#### TASK GOAL
A verbatim transcript of the data below is required, images omitted.
§ §
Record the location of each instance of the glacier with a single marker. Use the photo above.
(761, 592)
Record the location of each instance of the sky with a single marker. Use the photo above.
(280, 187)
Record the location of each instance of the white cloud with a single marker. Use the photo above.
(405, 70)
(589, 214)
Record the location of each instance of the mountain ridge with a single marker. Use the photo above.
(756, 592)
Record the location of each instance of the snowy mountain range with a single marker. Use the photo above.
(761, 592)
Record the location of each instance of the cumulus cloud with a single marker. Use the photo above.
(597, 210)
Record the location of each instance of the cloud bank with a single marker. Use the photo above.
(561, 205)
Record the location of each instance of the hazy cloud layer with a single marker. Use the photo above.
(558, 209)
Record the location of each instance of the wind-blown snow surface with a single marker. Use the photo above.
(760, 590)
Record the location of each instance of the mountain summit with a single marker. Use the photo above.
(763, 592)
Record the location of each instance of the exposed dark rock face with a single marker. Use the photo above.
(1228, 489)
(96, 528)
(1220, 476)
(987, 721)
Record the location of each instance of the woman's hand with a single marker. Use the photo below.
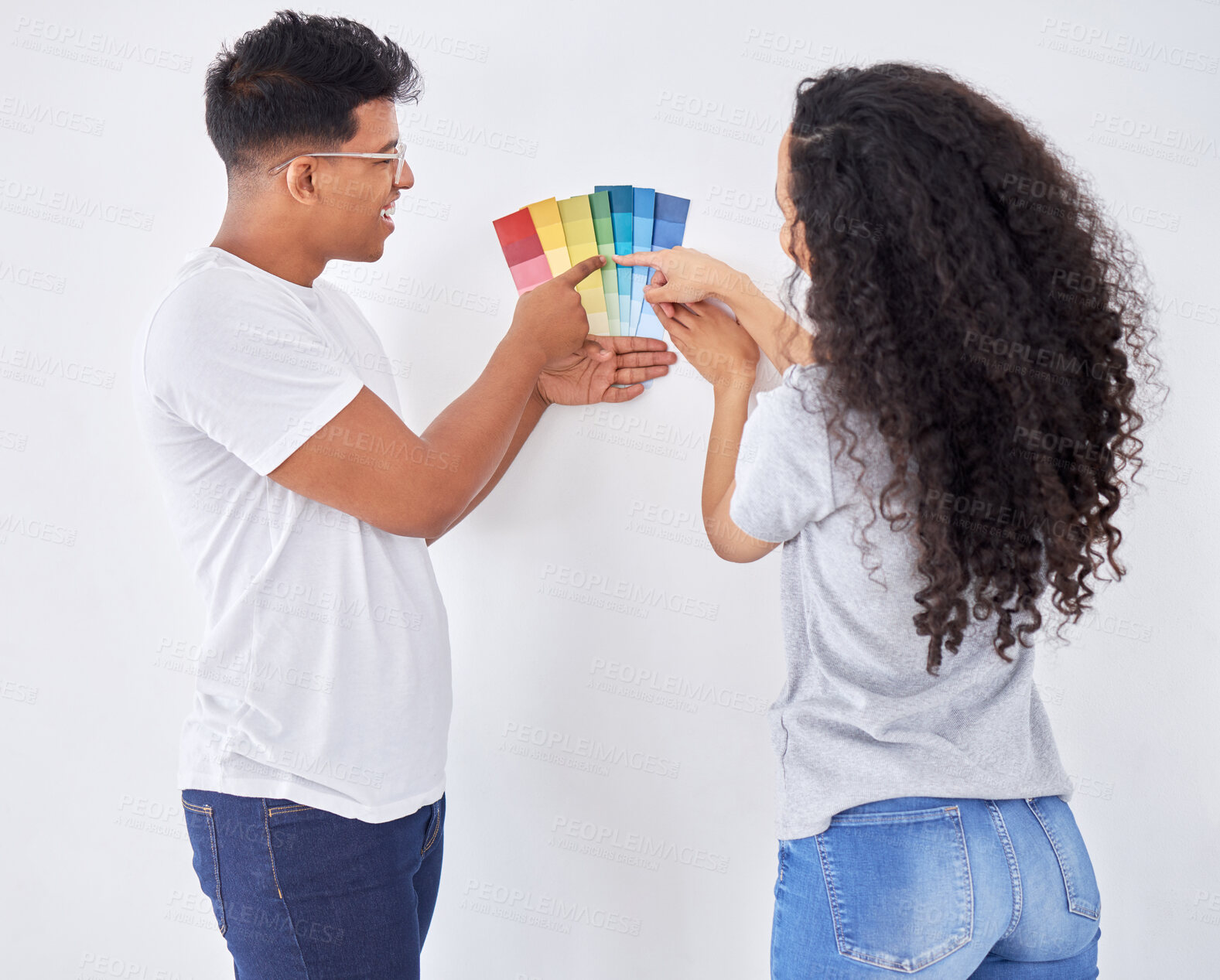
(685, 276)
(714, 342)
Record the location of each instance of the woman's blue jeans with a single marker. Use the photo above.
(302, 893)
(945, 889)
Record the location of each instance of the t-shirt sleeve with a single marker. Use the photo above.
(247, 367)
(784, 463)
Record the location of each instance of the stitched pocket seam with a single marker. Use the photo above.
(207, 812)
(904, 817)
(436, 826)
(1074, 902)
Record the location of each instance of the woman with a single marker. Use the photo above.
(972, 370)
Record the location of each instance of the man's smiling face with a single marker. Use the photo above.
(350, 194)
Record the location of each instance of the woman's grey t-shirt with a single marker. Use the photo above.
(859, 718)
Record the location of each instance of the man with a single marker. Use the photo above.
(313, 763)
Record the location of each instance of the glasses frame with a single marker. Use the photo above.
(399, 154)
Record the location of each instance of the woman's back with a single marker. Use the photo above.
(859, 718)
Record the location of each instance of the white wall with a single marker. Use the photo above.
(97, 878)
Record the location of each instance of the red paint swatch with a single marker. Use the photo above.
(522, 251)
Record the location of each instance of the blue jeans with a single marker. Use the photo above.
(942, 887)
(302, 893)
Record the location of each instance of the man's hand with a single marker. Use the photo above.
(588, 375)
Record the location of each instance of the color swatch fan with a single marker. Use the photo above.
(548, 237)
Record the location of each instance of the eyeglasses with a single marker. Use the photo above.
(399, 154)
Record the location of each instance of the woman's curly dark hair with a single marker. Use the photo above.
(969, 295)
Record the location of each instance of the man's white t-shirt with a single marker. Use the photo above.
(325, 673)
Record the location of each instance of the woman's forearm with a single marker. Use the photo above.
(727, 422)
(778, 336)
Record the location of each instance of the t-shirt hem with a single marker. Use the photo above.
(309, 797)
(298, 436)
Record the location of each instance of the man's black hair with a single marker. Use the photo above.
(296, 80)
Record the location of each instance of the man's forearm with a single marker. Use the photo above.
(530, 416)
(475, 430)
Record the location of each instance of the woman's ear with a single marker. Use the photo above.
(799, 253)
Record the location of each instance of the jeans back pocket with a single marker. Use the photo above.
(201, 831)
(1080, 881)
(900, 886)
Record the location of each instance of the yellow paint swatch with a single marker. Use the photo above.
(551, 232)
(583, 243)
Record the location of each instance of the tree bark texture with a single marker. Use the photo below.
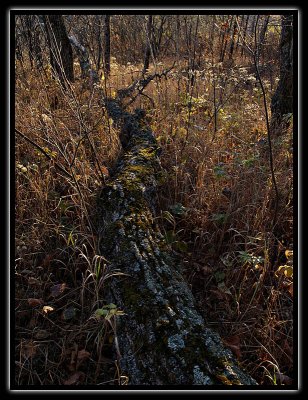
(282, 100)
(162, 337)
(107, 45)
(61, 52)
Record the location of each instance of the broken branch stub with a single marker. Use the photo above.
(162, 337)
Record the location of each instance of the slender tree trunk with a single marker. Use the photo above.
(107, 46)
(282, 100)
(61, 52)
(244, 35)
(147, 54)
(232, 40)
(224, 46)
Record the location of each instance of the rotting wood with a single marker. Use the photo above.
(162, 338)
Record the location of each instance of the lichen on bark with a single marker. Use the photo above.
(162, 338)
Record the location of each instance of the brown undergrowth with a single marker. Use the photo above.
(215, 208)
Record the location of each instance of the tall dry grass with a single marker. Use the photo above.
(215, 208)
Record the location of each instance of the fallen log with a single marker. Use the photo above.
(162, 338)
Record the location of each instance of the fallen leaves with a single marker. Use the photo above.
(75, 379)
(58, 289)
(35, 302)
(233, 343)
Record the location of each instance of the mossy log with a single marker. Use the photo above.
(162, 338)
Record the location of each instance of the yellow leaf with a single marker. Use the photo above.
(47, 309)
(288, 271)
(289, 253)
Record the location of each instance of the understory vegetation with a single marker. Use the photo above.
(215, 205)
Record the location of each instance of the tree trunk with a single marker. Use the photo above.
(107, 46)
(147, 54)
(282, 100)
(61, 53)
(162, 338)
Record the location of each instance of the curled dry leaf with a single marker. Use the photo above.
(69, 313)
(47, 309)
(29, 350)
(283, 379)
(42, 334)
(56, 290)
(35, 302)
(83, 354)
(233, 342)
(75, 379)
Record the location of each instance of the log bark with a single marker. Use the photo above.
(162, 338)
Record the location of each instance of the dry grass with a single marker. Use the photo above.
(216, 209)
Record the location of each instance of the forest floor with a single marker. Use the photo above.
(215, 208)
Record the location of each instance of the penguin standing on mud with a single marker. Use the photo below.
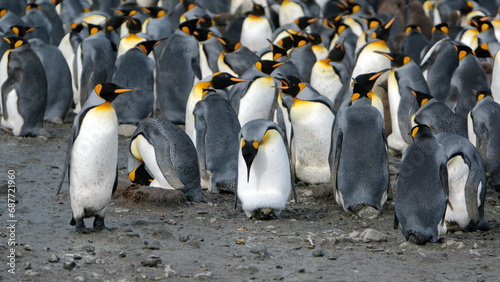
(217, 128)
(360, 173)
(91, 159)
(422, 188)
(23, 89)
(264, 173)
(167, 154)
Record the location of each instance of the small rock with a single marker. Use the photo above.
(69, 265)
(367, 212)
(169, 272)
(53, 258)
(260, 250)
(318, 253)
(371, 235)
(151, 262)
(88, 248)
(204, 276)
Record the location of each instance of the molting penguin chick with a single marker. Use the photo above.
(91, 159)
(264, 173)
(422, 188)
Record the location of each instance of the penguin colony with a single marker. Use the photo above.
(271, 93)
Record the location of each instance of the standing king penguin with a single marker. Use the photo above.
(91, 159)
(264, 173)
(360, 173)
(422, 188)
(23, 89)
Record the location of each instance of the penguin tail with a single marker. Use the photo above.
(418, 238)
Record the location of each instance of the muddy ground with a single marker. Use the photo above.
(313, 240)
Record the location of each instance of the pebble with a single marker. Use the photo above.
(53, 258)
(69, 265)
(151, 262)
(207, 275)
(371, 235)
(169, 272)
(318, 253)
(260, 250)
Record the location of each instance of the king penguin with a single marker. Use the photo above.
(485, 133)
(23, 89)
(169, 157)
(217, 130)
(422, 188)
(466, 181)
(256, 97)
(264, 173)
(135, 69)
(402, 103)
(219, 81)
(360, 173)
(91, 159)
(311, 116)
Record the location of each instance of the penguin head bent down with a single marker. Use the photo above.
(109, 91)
§ §
#### RESPONSE TO THE EXERCISE
Record the location of each instance of the glacier with a single marker. Use the photo above.
(761, 592)
Record the location of each instance of the sky with a single marker. Use the photo above.
(280, 187)
Record the location of each instance of the white cloud with a single marker. Use the photo above.
(405, 70)
(589, 214)
Record the location of each instance of the mountain ridge with a single marker. Use the photo above.
(756, 592)
Record the location of each instance of the snowy mountain range with a single marker. Use the photo above.
(761, 592)
Record the location of each instance of the cumulus cloud with a single marker. Use the photo above.
(597, 210)
Record the location of each instance of the cloud bank with a single marker. Use the photo above.
(561, 205)
Record the location of each instance of the hazy cloud layer with a single marker. Use the photo above.
(558, 209)
Record the location of each instance of the wind-blown snow surface with a single marker. Use the photo above.
(760, 590)
Record the location of each instance of the mountain summit with a single marker. Use the photo above.
(763, 592)
Record the location of each instance of the exposed dark rock face with a single marker. Use the photo above.
(1228, 489)
(96, 528)
(1220, 476)
(987, 721)
Record the location of each instance of the woman's hand with a single marker. Use the photo below.
(685, 276)
(714, 342)
Record the location of each instance of the woman's blue jeans with a single marker. Use the photo above.
(302, 893)
(945, 889)
Record the location of each instance of the t-shirt sleeve with a single marker. Use the photo above.
(247, 367)
(784, 463)
Record the location of each instance of the stitched pocket seam with a single marker. Use the photo above.
(207, 812)
(904, 817)
(436, 826)
(1074, 902)
Record the location of each instance of the woman with a single marker. Use the photo above.
(972, 370)
Record the location of each instance of the man's smiling face with a single marker. Use the photo above.
(350, 194)
Record the location of each instance of the woman's grey t-shirt with a single marker. Use the photo above.
(859, 718)
Record the location of each instance of the man with a single marker. Use the photo above.
(313, 763)
Record the location of each instance of the glasses frame with a single marker. Use the photo above.
(399, 154)
Record the location of each instance of the woman's back with a single marker. Use the photo above.
(859, 718)
Record the location of each instance of the white wall with a single marker. Use the photo above.
(97, 878)
Record the location of each instance of the red paint swatch with a single marker. Use the photo above.
(522, 251)
Record the location of each instance of the blue jeans with a single marker. Use the photo above.
(942, 887)
(302, 893)
Record the location of each instance of the man's hand with a single marker. Use the photo above.
(588, 375)
Record the location of each instance of the color swatch fan with a single marker. Use the photo above.
(548, 237)
Record the location of each instance of the eyeglasses with a single marker. Use the photo above.
(399, 154)
Record the location of each instance of the woman's curly dark hair with a single marker. Use the photo above.
(969, 295)
Record the location of each instance of the man's white t-shirt with a single marker. Use the photo above.
(325, 673)
Record the location of each instance of the woman's forearm with a single marker. Use the photo above.
(727, 422)
(778, 336)
Record the location of each instance of the t-shirt hem with a single marker. Use the photo above.
(309, 797)
(298, 436)
Record the location of each instance of the man's black hair with a single marker. Use the photo above.
(296, 80)
Record the location of each instance of the man's forearm with a single marker. Use the photo above.
(530, 416)
(475, 430)
Record the location of each instance of the woman's ear with a single marker. Use the photo above.
(799, 253)
Record the location of each instance of the jeans back pocket with a single marker. Use the photo above.
(201, 831)
(1080, 881)
(900, 886)
Record the location of each instance of the yellow paint swatch with a single marker. Use the photo above.
(551, 232)
(583, 243)
Record the location of each instance of the tree bark texture with a single marker. Use the photo below.
(282, 100)
(162, 337)
(107, 45)
(61, 52)
Record the location of each instance of the broken branch stub with a single marker. Use the photo above.
(162, 337)
Record the location of each instance of the slender tree trunk with a single marker. Use the photo above.
(107, 46)
(282, 100)
(61, 52)
(244, 35)
(147, 54)
(232, 40)
(224, 46)
Record the location of each instance of the rotting wood with a single marker. Use the photo above.
(162, 338)
Record the location of each instance of the lichen on bark with a single marker. Use the photo above.
(162, 338)
Record the location of each instance of the brown undergrowth with a single marker. Use the photo above.
(215, 208)
Record the location of each instance of the tall dry grass with a single marker. Use the photo above.
(215, 208)
Record the location of each instance of the fallen log with a single marker. Use the photo above.
(162, 338)
Record the location of each instance of the fallen leaves with a single marker. Use the photo above.
(75, 379)
(58, 289)
(35, 302)
(233, 343)
Record the location of each instance of the mossy log with a single marker. Use the photo above.
(162, 338)
Record the location of each instance of the yellow leaf with a single marker. Use the photo above.
(47, 309)
(288, 271)
(289, 253)
Record the location of each instance of the understory vegetation with a single marker. Use the photo above.
(215, 205)
Record the location of each instance of the tree trunk with a single marker. Use the photo above.
(107, 46)
(147, 54)
(282, 100)
(61, 53)
(162, 338)
Record the location of each instance of the curled dry leaf with a single marker. Use the photo above.
(69, 313)
(47, 309)
(29, 350)
(283, 379)
(42, 334)
(56, 290)
(35, 302)
(83, 354)
(233, 342)
(75, 379)
Record the location of each instance of the log bark with a single marker. Use the photo above.
(162, 338)
Record the location of each instance of the dry grass with a single marker. Use the photo above.
(216, 209)
Record the location of each instance of the forest floor with a single marker. Use the photo above.
(215, 208)
Record the location of each instance of the penguin standing on mud with a single marker. Use the photo below.
(217, 128)
(360, 173)
(91, 159)
(422, 188)
(23, 89)
(264, 173)
(167, 154)
Record the location of each instance of the small rock with a single marker. Use the photo above.
(69, 265)
(367, 212)
(169, 272)
(53, 258)
(260, 250)
(318, 253)
(371, 235)
(151, 262)
(88, 248)
(204, 276)
Record the location of each instance of the molting penguin chick with a single marker. Use the photo above.
(91, 159)
(264, 173)
(422, 188)
Record the location of each instance of the penguin colony with a single marker. Use the photo above.
(271, 93)
Record the location of each instance of the standing king penguin with a single marker. Use the photo above.
(91, 159)
(264, 173)
(360, 173)
(422, 188)
(23, 89)
Record the location of each instance of the penguin tail with a single marker. Use the photo above.
(418, 238)
Record the location of each instance of the muddy ground with a single marker. Use the photo above.
(313, 240)
Record the location of each instance of the pebble with a single marker. Use the photo above.
(53, 258)
(69, 265)
(151, 262)
(207, 275)
(371, 235)
(169, 272)
(318, 253)
(260, 250)
Record the location of each instance of the king penguin with a single marker. Use the photo above.
(485, 133)
(23, 89)
(169, 157)
(217, 130)
(422, 188)
(466, 181)
(256, 97)
(264, 173)
(135, 69)
(402, 103)
(219, 81)
(360, 173)
(91, 159)
(311, 116)
Record the location of each instance of the penguin head bent down with a single marker. Use the photo above.
(109, 91)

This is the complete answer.